**** Verilen metin ****
Hemşireler bundan nefret ediyordu.
Onlardan biri, Jos de Blok,
bir deneme önerdi.
Bütün hastalar farklı olduğundan
ve tam olarak neye ihtiyaçları
olduğunu bilmediğimizden,
neden karar verme işini
hemşirelere bırakmıyoruz?
Kulağa pervasız geliyor.
(Kahkaha)
(Alkış)
Deneyinde Jos,
hastaların iyileşme süresinin
yarı yarıya azaldığını
ve maliyetlerin yüzde 30 düştüğünü buldu.
Jos'a onu deneyiyle ilgili şaşırtanın
ne olduğunu sorduğumda
güldü ve dedi ki
"Bu kadar büyük gelişme kaydetmenin
bu kadar kolay olabileceği hakkında
hiçbir fikrim yoktu
çünkü bu masa başında oturarak
ya da bilgisayar ekranına bakarak
bilebileceğiniz veya tahmin
edebileceğiniz bir şey değil."
Bu hemşirelik şekli Hollanda'ya
ve dünyaya yayıldı.
Ama her yeni ülkede bu öncelikle
deneyler ile başlıyor
çünkü her yer biraz ve
tahmin edilemeyecek derecede farklı.
Tabii ki her deney işe yaramıyor.
Jos itfaiye için
benzer bir yaklaşım denedi
ve işe yaramadığını keşfetti
çünkü hizmet çok merkezi.
Başarısız olan deneyler
verimsiz görünüyor
ama onlar çoğu kez gerçek dünyanın
nasıl işlediğini anlamanın tek yolu.
O da artık öğretmenleri deniyor.
Bunun gibi deneyler yaratıcılık
ve belli ölçüde cesaret gerektirir.
İngiltere'de --
Birleşik Krallık'ta demek üzereydim,
ama İngiltere'de --
(Kahkaha)
(Alkış)
****
• Sorular ve görevler:
A. Verilen metne göre Jos de Blok'un deneyinde maliyetler yüzde kaç düştü?
B. Aşağıdaki ifadelerin verilen metinle uyuşup uyuşmadığını her biri için evet ya da hayır diyerek belirtin ve kararı veren sözleri metinden aynen alıntılayın. (i) Jos, itfaiye için denediği yaklaşımın işe yaradığını gördü. (ii) Bu hemşirelik şekli Hollanda'ya ve dünyaya yayıldı. (iii) Jos artık öğretmenleri deniyor.
C. Verilen metinde "Başarısız olan deneyler" sözlerinden başlayıp "ölçüde cesaret gerektirir." sözleri de dahil olmak üzere oraya kadar uzanan bölümü birebir kopyalayın.
**** Sağlanan veriler ****
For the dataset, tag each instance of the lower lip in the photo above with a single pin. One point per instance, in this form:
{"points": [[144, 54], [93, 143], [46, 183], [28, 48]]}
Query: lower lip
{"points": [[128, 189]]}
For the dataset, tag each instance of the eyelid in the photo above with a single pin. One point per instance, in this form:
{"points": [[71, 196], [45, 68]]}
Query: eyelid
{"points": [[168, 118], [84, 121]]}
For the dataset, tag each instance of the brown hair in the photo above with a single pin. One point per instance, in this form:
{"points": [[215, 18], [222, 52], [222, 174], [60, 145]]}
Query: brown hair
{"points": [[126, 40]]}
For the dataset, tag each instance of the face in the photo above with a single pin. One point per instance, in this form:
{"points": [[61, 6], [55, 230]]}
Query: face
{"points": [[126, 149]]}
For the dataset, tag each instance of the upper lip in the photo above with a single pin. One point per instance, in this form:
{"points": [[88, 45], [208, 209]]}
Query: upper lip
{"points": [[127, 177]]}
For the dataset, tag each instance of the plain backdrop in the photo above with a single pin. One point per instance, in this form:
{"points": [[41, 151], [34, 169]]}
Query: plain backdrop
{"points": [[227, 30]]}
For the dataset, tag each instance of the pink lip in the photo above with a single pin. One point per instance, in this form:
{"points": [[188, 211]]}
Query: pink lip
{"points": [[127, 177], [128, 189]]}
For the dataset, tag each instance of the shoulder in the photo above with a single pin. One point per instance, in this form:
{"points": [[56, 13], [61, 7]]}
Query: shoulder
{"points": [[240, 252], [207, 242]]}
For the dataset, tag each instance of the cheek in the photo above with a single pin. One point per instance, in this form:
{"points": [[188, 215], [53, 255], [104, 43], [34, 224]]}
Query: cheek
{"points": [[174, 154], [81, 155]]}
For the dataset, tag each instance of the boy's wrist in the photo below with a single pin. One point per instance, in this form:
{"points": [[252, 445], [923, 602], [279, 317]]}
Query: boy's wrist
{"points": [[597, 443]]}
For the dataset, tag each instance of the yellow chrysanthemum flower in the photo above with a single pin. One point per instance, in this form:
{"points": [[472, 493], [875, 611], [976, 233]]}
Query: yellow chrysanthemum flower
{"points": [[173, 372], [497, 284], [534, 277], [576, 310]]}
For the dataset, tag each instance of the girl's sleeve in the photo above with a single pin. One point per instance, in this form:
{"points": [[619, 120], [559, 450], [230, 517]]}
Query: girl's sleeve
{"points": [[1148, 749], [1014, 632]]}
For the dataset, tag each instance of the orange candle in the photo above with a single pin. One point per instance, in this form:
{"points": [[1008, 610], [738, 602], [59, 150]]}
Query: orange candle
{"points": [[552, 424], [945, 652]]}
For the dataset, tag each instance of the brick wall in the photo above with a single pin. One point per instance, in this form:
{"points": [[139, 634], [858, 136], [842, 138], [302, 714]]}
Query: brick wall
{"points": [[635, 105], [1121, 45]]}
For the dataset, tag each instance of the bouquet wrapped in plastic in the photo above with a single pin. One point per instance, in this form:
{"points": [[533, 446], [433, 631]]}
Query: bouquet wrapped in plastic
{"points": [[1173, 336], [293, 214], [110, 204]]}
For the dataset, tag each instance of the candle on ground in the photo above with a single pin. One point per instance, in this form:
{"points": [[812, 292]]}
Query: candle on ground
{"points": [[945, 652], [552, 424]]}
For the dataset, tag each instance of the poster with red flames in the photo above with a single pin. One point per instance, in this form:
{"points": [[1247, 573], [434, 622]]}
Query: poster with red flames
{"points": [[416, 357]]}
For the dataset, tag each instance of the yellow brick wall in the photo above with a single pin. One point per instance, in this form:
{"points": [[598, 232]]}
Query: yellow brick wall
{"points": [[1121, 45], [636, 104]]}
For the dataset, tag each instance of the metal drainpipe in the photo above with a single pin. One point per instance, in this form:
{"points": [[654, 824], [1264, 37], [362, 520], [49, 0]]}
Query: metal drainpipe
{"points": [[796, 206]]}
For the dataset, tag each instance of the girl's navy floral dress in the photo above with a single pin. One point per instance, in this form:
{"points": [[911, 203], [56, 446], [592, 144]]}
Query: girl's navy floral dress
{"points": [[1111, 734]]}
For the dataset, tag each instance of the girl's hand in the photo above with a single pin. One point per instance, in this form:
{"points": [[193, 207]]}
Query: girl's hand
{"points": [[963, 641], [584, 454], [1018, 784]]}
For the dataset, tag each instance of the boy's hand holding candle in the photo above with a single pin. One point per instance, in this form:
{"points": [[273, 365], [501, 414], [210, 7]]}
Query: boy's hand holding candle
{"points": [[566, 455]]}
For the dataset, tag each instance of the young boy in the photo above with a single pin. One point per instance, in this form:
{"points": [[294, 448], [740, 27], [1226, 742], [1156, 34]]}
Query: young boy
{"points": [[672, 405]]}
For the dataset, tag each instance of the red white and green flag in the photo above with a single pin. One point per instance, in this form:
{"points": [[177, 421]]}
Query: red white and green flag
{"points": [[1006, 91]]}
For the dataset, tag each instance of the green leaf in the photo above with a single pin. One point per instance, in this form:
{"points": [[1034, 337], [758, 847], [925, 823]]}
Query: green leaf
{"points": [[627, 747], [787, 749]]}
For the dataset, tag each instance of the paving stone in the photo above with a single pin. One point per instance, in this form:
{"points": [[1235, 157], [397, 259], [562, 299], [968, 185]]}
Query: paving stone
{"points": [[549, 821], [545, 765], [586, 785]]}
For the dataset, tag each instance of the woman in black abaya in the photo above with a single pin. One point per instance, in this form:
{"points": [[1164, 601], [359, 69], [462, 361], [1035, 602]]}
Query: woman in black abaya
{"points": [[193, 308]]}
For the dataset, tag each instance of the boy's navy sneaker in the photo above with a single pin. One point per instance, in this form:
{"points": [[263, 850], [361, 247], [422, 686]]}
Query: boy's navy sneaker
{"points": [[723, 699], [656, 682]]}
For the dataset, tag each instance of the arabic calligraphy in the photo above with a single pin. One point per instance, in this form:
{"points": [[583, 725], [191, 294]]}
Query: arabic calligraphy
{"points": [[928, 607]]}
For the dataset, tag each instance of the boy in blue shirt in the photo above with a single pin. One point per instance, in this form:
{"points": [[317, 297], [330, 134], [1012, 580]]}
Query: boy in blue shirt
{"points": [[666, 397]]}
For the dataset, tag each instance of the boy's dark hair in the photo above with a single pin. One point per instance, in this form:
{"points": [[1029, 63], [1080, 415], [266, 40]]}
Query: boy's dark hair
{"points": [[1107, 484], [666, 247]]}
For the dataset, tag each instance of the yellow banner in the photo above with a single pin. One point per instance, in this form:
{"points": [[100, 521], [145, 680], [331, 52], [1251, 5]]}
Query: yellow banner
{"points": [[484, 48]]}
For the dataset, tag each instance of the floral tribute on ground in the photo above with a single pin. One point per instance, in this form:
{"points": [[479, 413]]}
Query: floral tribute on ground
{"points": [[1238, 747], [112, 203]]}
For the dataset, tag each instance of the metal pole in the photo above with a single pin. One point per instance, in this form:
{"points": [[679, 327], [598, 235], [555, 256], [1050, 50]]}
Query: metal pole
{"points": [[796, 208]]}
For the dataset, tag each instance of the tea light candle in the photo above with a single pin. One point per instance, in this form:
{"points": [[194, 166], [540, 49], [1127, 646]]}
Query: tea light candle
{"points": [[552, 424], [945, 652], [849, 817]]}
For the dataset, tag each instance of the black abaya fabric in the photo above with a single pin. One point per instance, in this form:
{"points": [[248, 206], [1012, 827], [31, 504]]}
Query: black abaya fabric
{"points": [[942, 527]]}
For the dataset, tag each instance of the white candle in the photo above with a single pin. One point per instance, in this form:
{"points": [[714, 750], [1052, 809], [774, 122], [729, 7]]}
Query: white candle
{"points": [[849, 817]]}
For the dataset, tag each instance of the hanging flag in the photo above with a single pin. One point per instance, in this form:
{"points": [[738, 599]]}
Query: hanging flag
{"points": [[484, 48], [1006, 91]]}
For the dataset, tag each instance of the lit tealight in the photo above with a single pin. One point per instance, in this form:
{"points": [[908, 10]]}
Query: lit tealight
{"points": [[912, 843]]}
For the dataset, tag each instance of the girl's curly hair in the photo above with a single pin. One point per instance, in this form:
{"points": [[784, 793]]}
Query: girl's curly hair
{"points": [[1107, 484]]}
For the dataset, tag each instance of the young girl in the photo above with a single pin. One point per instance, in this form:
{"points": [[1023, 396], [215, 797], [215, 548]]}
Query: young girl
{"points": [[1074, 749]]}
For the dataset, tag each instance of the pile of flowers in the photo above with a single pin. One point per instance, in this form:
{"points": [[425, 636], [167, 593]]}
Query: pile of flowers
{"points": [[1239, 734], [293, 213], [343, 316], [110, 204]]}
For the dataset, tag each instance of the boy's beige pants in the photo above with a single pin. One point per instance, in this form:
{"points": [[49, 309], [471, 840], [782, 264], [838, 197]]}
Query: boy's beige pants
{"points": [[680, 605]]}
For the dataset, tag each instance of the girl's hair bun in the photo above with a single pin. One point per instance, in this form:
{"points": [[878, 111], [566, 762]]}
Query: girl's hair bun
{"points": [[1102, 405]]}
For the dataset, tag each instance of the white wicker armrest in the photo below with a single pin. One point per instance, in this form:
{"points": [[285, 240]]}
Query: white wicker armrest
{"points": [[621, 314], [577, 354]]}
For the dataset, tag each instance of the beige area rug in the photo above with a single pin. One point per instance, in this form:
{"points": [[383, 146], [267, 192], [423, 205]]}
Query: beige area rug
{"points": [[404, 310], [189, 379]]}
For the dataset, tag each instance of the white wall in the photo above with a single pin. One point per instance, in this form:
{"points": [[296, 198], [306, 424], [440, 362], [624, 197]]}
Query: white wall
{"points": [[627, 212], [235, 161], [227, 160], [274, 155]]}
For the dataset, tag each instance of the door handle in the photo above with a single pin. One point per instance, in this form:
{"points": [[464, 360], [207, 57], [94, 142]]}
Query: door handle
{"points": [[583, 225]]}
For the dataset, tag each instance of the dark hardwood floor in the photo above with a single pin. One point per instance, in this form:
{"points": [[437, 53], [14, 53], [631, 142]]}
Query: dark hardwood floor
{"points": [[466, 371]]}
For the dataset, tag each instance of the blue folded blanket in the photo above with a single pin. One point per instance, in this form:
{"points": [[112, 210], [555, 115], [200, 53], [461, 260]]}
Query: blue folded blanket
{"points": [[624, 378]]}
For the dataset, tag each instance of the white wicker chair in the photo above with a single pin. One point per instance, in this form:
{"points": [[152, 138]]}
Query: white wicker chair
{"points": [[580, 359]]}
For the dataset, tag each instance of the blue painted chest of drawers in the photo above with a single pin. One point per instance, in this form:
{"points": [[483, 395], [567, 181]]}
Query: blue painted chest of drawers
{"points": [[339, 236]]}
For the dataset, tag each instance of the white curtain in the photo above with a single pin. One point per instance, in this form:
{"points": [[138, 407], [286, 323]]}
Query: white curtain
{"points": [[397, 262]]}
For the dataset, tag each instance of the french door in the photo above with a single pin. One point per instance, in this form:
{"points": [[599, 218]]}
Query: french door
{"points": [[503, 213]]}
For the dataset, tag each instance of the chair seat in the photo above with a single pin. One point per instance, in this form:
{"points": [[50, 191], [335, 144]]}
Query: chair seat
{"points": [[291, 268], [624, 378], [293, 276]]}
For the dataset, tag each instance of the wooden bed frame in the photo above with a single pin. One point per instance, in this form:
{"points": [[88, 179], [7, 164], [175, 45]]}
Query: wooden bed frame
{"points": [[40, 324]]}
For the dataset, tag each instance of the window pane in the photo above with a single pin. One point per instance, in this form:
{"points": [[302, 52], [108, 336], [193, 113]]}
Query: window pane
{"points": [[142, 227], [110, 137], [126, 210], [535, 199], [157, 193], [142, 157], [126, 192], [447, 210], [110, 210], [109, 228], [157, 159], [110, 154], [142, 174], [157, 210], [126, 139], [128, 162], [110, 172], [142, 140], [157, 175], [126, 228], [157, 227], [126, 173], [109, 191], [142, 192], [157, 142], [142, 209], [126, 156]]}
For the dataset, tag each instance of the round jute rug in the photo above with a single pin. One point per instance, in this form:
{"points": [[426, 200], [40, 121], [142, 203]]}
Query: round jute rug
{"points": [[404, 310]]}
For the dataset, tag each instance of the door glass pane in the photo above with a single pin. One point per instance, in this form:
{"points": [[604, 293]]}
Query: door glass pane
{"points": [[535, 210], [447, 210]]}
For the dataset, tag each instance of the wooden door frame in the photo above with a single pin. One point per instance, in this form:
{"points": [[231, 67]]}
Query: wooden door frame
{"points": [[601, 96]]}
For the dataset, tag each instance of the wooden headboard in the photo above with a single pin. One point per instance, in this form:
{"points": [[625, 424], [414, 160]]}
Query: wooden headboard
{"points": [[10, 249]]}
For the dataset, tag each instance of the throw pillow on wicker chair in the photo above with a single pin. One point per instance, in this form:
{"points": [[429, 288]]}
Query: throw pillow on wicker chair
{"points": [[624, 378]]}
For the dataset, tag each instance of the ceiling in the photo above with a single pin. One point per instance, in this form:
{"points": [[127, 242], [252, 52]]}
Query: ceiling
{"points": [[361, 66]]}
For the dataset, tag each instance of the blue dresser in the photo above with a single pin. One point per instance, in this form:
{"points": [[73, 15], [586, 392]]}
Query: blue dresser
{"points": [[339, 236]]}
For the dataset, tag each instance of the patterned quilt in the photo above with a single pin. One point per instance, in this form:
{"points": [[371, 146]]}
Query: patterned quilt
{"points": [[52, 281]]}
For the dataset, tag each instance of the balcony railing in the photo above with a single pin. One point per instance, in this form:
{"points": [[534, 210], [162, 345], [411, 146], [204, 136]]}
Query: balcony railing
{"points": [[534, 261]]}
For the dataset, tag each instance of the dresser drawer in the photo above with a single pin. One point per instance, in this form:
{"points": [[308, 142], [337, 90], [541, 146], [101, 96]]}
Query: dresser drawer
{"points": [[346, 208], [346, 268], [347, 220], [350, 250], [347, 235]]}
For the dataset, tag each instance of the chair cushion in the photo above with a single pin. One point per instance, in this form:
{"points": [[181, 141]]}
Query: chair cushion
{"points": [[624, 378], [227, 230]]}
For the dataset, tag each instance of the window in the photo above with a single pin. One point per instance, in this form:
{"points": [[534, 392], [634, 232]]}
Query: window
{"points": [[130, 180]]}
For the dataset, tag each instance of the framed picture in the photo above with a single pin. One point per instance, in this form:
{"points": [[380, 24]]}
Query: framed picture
****
• Görev yanıtları:
A. Maliyetler yüzde 30 düştü.

B.
(i) Hayır: "ve işe yaramadığını keşfetti"
(ii) Evet: "Bu hemşirelik şekli Hollanda'ya ve dünyaya yayıldı."
(iii) Evet: "O da artık öğretmenleri deniyor."

C.
Başarısız olan deneyler
verimsiz görünüyor
ama onlar çoğu kez gerçek dünyanın
nasıl işlediğini anlamanın tek yolu.
O da artık öğretmenleri deniyor.
Bunun gibi deneyler yaratıcılık
ve belli ölçüde cesaret gerektirir.